--- BEGIN Records for the exercise ---

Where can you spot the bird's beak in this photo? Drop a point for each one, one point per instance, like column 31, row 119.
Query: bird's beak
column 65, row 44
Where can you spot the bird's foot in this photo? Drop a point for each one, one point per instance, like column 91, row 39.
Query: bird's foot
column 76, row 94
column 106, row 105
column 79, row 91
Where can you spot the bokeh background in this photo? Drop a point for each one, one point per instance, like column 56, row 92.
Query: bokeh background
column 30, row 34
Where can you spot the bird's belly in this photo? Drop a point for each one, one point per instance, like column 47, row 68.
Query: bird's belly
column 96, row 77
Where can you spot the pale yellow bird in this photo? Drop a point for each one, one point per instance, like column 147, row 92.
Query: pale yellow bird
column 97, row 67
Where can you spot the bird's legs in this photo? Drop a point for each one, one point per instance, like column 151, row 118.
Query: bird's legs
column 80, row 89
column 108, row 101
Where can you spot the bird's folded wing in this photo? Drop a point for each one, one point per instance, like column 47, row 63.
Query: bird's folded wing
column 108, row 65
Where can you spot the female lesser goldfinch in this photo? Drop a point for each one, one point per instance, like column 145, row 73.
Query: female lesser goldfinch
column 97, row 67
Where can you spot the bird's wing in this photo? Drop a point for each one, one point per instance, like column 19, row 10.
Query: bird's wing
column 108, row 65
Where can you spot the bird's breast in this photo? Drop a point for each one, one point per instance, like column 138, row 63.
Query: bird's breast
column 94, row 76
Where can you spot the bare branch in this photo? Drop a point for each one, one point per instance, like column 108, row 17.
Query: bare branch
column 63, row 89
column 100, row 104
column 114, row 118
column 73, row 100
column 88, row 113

--- END Records for the exercise ---

**Objective:** Copy all of the records above word for word, without leaving out or changing any line.

**Exercise output:**
Where can you spot the bird's beak in this photo? Drop a point for each one, one point per instance, like column 31, row 119.
Query: bird's beak
column 65, row 44
Where can you spot the bird's foot in this photo? Drop a point for each one, one point per instance, like column 91, row 39.
Query: bird's foot
column 76, row 94
column 106, row 105
column 79, row 91
Where can you spot the bokeh background in this photo? Drop a point for each one, one point per instance, like column 56, row 92.
Query: bokeh background
column 30, row 34
Where can you spot the bird's belly in this photo? Drop a point for each one, one point per instance, like column 47, row 68.
Query: bird's belly
column 96, row 77
Where can you spot the pale yellow bird in this photo? Drop a point for each one, one point per instance, like column 147, row 92.
Query: pale yellow bird
column 97, row 67
Where can you spot the bird's legs in this photo? Drop a point for each one, one point per instance, like column 151, row 118.
Query: bird's legs
column 80, row 89
column 108, row 101
Where can you spot the bird's folded wing in this photo? Drop a point for each one, one point per instance, like column 47, row 63.
Query: bird's folded wing
column 108, row 65
Where can you spot the female lesser goldfinch in this photo? Drop a point for each one, one point per instance, like column 145, row 73.
Query: female lesser goldfinch
column 97, row 67
Where can you spot the bird's wing in this photo? Drop a point for each one, one point per instance, like column 19, row 10.
Query: bird's wing
column 108, row 65
Where can you spot the bird's breast in this photo? Drop a point for each one, one point per instance, like column 138, row 63.
Query: bird's breast
column 94, row 76
Where can you spot the bare branch in this photo? Drop a point for each one, one point per instance, like column 108, row 17.
Query: bare branch
column 63, row 89
column 100, row 104
column 114, row 118
column 73, row 100
column 88, row 113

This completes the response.